## Teks Sumber
━━━━━━━━━━━━━━━━

Rabu 08 Mar 2023 09:00 WIB

Mengapa Orang Mengkafirkan Filsafat?

Filsafat itu adalah alat

Rep: Muhyiddin Yamin/ Red: Partner
.
Foto: network /Muhyiddin Yamin
.

Pengajian Fahruddin Faiz di Masjid Jenderal Sudirman Yogyakarta. Foto: Tangkapan layar.

BOYANESIA -- Ketika mendengar nama Filsafat, mungkin sobat Boyanesia langsung tertuju pada sebuah ilmu yang sangat ruwet dan sulit dipahami. Namun, ada juga mungkin sebagian orang yang ketika mendengar nama filsafat, langsung mengkafirkannya.

Padahal, filsafat itu sendiri dikenal dengan Ibu dari Segala Ilmu. Lalu mengapa orang-orang mudah untuk mengkafirkan filsafat?

Nah, jawaban pertanyaan ini dapat kita temukan dalam edisi perdana “Ngaji Filsafat” yang digelar di Masjid Jenderal Sudirman (MJS) Yogyakarta. Pengajian ini diampu langsung oleh seorang pakar filsafat dari UIN Sunan Kalijaga Yogyakarta yang sedang populer, Dr Fahruddin Faiz.

━━━━━━━━━━━━━━━━

## Data Tersedia
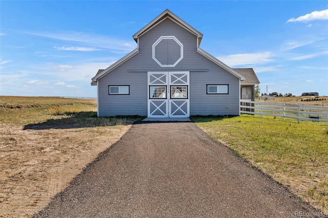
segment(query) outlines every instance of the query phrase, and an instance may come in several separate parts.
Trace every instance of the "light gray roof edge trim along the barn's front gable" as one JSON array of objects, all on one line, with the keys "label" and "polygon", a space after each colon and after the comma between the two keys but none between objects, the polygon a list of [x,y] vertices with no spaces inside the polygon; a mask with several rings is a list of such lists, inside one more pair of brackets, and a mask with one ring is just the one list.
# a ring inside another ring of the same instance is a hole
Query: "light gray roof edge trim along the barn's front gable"
[{"label": "light gray roof edge trim along the barn's front gable", "polygon": [[[194,34],[197,37],[197,52],[199,54],[201,54],[204,57],[206,57],[207,59],[211,60],[212,62],[214,62],[215,64],[217,64],[219,67],[223,68],[224,70],[228,71],[232,75],[238,77],[241,81],[246,79],[239,72],[233,70],[232,68],[230,68],[229,66],[227,66],[226,64],[224,64],[223,62],[221,62],[220,60],[216,59],[214,56],[212,56],[209,53],[205,52],[204,50],[200,49],[199,48],[199,45],[200,45],[200,41],[201,41],[201,39],[203,37],[203,34],[201,34],[199,31],[197,31],[196,29],[194,29],[192,26],[190,26],[189,24],[187,24],[185,21],[183,21],[181,18],[179,18],[178,16],[176,16],[174,13],[172,13],[168,9],[165,10],[165,11],[163,11],[155,19],[153,19],[149,24],[147,24],[144,28],[142,28],[141,30],[139,30],[137,33],[135,33],[133,35],[133,38],[137,42],[137,44],[138,44],[138,40],[139,40],[139,37],[140,36],[146,34],[149,30],[151,30],[152,28],[154,28],[155,26],[157,26],[163,20],[166,20],[166,19],[171,19],[176,24],[178,24],[180,27],[188,30],[189,32],[191,32],[192,34]],[[97,72],[97,74],[92,78],[91,85],[97,85],[97,80],[98,79],[100,79],[101,77],[103,77],[106,74],[110,73],[112,70],[114,70],[115,68],[117,68],[118,66],[120,66],[120,64],[124,63],[125,61],[127,61],[131,57],[133,57],[134,55],[138,54],[138,52],[139,52],[139,45],[138,45],[138,47],[135,50],[133,50],[132,52],[130,52],[126,56],[124,56],[121,59],[119,59],[118,61],[116,61],[114,64],[112,64],[107,69],[102,70],[102,71],[99,70]]]}]

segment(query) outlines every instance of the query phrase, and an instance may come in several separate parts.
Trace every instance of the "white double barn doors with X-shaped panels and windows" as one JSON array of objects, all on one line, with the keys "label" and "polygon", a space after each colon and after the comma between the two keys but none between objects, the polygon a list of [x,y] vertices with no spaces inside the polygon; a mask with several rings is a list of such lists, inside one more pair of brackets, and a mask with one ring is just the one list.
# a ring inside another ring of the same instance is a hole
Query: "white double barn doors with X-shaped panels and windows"
[{"label": "white double barn doors with X-shaped panels and windows", "polygon": [[148,72],[148,117],[189,117],[189,72]]}]

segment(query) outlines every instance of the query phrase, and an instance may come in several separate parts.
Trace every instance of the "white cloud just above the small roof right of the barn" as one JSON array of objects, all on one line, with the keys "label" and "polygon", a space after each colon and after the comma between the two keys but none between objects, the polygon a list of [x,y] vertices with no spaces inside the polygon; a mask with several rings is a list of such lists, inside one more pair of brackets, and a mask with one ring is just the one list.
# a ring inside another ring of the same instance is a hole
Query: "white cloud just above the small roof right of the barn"
[{"label": "white cloud just above the small roof right of the barn", "polygon": [[240,66],[246,64],[260,64],[273,61],[271,57],[274,54],[271,52],[259,52],[259,53],[249,53],[249,54],[233,54],[228,56],[217,57],[223,63],[228,66]]}]

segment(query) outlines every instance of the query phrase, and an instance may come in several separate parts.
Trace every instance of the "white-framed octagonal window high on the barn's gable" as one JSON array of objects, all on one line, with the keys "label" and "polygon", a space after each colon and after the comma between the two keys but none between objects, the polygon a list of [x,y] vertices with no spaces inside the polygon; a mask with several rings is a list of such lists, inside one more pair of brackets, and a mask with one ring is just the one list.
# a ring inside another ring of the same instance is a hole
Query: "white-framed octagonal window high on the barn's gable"
[{"label": "white-framed octagonal window high on the barn's gable", "polygon": [[183,45],[175,36],[161,36],[153,44],[153,59],[160,67],[175,67],[183,58]]}]

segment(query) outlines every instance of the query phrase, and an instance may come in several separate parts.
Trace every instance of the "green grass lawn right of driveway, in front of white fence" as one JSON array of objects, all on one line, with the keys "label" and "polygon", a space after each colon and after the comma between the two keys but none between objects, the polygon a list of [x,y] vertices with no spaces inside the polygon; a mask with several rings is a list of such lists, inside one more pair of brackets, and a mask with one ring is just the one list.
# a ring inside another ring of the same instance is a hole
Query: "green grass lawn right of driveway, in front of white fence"
[{"label": "green grass lawn right of driveway, in front of white fence", "polygon": [[328,212],[328,123],[272,117],[192,116],[237,155]]}]

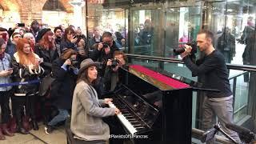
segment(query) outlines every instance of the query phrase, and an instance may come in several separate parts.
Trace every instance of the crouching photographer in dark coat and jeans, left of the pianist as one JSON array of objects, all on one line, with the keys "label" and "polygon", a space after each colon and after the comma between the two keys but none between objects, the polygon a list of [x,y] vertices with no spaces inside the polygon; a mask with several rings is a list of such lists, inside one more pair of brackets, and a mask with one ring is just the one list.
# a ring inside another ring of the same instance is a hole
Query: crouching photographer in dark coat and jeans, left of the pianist
[{"label": "crouching photographer in dark coat and jeans, left of the pianist", "polygon": [[72,96],[78,74],[77,52],[68,49],[53,62],[52,73],[54,82],[51,84],[50,97],[58,114],[45,127],[46,134],[51,134],[58,122],[70,117]]}]

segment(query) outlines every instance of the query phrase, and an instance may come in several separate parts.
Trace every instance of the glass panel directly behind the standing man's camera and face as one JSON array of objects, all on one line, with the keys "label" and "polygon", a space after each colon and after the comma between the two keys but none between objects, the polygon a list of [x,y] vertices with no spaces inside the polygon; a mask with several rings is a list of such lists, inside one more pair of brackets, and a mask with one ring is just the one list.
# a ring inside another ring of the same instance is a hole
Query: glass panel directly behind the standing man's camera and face
[{"label": "glass panel directly behind the standing man's camera and face", "polygon": [[201,25],[201,6],[166,9],[165,57],[180,58],[173,50],[196,40]]}]

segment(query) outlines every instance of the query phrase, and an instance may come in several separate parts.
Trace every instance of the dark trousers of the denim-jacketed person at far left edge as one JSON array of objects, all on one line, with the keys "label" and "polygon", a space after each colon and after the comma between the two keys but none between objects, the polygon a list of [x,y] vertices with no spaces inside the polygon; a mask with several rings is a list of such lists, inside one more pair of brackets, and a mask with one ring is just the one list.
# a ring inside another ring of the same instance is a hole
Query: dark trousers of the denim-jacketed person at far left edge
[{"label": "dark trousers of the denim-jacketed person at far left edge", "polygon": [[13,94],[12,90],[0,91],[2,123],[7,123],[10,119],[10,107],[9,107],[10,94]]}]

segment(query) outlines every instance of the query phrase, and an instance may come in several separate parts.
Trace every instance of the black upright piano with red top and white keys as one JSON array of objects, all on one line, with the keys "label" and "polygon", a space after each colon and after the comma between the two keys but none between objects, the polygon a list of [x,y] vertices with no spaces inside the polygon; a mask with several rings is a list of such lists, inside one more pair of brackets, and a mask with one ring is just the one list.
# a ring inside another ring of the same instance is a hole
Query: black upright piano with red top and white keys
[{"label": "black upright piano with red top and white keys", "polygon": [[194,82],[138,65],[118,72],[118,90],[107,97],[122,112],[114,123],[122,126],[120,135],[130,143],[191,143]]}]

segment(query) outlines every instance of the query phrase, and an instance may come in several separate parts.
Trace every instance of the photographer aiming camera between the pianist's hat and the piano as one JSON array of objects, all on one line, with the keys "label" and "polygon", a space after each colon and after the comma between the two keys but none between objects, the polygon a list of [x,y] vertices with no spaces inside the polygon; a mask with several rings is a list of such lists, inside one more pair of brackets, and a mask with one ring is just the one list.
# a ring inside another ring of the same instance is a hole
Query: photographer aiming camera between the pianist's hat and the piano
[{"label": "photographer aiming camera between the pianist's hat and the piano", "polygon": [[127,68],[126,54],[122,51],[115,51],[114,58],[106,62],[106,70],[104,74],[105,91],[113,91],[118,83],[118,68]]}]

━━━━━━━━━━━━━━━━

## Petunjuk Latihan
- 1) Tulis ulang bagian teks sumber dari "Rep: Muhyiddin Yamin/" sampai "Foto: Tangkapan layar.", dengan mengganti "Tangkapan layar" menjadi "Dokumentasi panitia".
- 2) Menurut teks sumber, siapa yang mengampu edisi perdana "Ngaji Filsafat" di Masjid Jenderal Sudirman Yogyakarta?

## Jawaban per Nomor
- 1)
Rep: Muhyiddin Yamin/ Red: Partner
.
Foto: network /Muhyiddin Yamin
.

Pengajian Fahruddin Faiz di Masjid Jenderal Sudirman Yogyakarta. Foto: Dokumentasi panitia.

- 2) Dr Fahruddin Faiz, pakar filsafat dari UIN Sunan Kalijaga Yogyakarta.